What you return must match the records character for character.

DATA TO PROCESS →
□ □ □ □ □ □ □

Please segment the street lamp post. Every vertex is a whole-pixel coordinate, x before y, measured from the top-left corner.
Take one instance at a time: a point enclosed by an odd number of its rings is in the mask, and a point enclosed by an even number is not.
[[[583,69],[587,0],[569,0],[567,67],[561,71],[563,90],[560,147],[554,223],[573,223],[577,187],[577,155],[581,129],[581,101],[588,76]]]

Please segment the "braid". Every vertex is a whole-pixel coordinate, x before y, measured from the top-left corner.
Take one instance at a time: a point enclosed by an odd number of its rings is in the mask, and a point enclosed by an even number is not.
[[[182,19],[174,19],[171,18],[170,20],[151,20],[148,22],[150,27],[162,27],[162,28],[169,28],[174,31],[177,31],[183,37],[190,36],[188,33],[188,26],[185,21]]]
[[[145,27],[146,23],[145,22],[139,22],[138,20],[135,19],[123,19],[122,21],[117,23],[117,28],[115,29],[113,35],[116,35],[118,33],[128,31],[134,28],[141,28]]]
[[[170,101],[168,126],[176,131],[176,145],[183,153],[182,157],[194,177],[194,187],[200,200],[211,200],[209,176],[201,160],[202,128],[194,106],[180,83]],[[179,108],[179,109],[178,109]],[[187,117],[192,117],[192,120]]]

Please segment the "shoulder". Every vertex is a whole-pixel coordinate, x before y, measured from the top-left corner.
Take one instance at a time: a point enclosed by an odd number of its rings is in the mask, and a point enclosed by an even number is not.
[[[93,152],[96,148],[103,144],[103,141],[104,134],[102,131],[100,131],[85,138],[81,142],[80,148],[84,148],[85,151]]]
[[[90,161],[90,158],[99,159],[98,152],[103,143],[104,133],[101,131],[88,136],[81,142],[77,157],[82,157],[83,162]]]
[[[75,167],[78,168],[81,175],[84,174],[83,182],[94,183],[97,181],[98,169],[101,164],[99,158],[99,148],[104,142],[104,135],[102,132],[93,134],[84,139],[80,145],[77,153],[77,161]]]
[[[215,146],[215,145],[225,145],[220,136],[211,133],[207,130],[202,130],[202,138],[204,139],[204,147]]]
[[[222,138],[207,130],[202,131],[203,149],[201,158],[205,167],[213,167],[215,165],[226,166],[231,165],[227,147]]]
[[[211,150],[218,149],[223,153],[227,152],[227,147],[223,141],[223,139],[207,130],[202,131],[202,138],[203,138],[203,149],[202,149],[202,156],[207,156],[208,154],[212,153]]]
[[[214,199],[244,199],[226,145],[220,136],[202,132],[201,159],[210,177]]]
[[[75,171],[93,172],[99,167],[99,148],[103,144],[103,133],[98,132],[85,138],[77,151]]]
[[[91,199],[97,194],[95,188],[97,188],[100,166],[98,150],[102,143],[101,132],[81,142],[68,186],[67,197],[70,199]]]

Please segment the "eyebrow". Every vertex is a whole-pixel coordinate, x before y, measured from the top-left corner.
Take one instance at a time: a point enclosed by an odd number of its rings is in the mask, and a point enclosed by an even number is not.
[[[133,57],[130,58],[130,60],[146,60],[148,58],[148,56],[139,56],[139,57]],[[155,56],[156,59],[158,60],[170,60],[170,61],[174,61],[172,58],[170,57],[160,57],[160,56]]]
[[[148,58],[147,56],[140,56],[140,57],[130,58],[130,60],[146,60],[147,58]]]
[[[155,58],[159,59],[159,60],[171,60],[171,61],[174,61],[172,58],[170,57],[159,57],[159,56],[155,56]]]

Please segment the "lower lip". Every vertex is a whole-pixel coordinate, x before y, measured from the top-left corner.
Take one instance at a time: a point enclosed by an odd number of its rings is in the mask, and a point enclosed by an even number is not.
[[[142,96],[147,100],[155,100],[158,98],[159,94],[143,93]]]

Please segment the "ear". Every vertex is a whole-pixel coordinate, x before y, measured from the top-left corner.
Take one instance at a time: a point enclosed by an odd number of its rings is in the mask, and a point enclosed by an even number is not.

□ □ □ □ □ □ □

RESPONSE AREA →
Please segment the street lamp post. Every vertex is a whole-pixel coordinate, x before y, measured from the top-left corner.
Take one instance at a time: a point enclosed by an odd number of its rings is in the mask, and a point enclosed by an even number is not.
[[[583,69],[587,0],[569,0],[567,67],[561,71],[563,90],[560,147],[554,223],[573,223],[577,187],[577,155],[581,129],[581,101],[588,76]]]

Please segment the "braid". Every vertex is a whole-pixel coordinate, x before y, measured from the top-left corner.
Take one instance at a time: a point enclosed by an odd number of its rings is in the mask, and a point enclosed by an even number is not.
[[[182,19],[174,19],[171,18],[170,20],[151,20],[148,22],[150,27],[162,27],[162,28],[169,28],[174,31],[177,31],[183,37],[190,36],[188,33],[188,26],[185,21]]]
[[[145,27],[146,23],[145,22],[139,22],[138,20],[135,19],[123,19],[122,21],[117,23],[117,28],[115,29],[113,35],[116,35],[118,33],[128,31],[134,28],[141,28]]]
[[[170,101],[168,126],[176,131],[176,145],[183,153],[182,157],[194,177],[194,187],[200,200],[211,200],[209,176],[201,160],[202,128],[194,106],[180,83]],[[179,108],[179,109],[178,109]],[[187,117],[192,117],[192,120]]]

Please segment the "shoulder". Every vertex is a whole-pixel coordinate, x before y, measured from the top-left corner.
Take one instance at a time: a point enclosed by an odd number of its rings is in the mask, and a point enclosed by an even number is not.
[[[93,152],[96,148],[103,144],[103,141],[104,134],[102,131],[100,131],[85,138],[81,142],[80,148],[84,148],[85,151]]]
[[[90,161],[90,158],[99,159],[98,152],[103,143],[104,133],[101,131],[88,136],[81,142],[77,157],[82,157],[83,162]]]
[[[75,167],[78,168],[81,175],[84,174],[83,182],[94,183],[97,181],[98,169],[101,164],[99,158],[99,148],[104,142],[104,135],[102,132],[93,134],[84,139],[80,145],[77,153],[77,161]]]
[[[215,146],[215,145],[225,145],[220,136],[211,133],[207,130],[202,130],[202,138],[204,139],[204,147]]]
[[[222,138],[207,130],[202,131],[203,149],[201,158],[205,167],[213,167],[215,165],[226,166],[231,165],[227,147]]]
[[[211,150],[218,149],[223,153],[227,152],[227,147],[223,141],[223,139],[207,130],[202,131],[202,138],[203,138],[203,149],[202,149],[202,156],[207,156],[208,154],[212,153]]]
[[[214,199],[244,199],[226,145],[220,136],[202,132],[201,159],[210,177]]]
[[[75,171],[93,172],[99,167],[99,148],[103,144],[103,133],[98,132],[85,138],[77,151]]]
[[[91,199],[97,194],[95,188],[97,188],[100,166],[98,150],[102,143],[101,132],[81,142],[68,186],[67,197],[70,199]]]

Please segment the "eyebrow". Every vertex is a whole-pixel coordinate, x before y, measured from the top-left corner.
Take one instance at a time: a point enclosed by an odd number of its rings is in the mask, and a point enclosed by an even number is not.
[[[133,57],[130,58],[130,60],[146,60],[148,58],[148,56],[139,56],[139,57]],[[155,56],[156,59],[158,60],[170,60],[170,61],[174,61],[172,58],[170,57],[160,57],[160,56]]]
[[[148,58],[147,56],[140,56],[140,57],[130,58],[130,60],[146,60],[147,58]]]
[[[155,58],[159,59],[159,60],[171,60],[171,61],[174,61],[172,58],[170,57],[159,57],[159,56],[155,56]]]

Please segment the "lower lip". Every vertex is a whole-pixel coordinate, x before y, measured from the top-left corner.
Take one instance at a time: a point enclosed by an odd number of its rings is in the mask, and a point enclosed by an even number is not.
[[[142,96],[147,100],[155,100],[158,98],[159,94],[143,93]]]

Please segment the "ear". Every vertex is a whole-pixel coordinate, x before y, measured from the top-left corner.
Take one instance at a time: a point enclosed by an odd number of its rings is in the mask, and a point enclosed by an even number is not.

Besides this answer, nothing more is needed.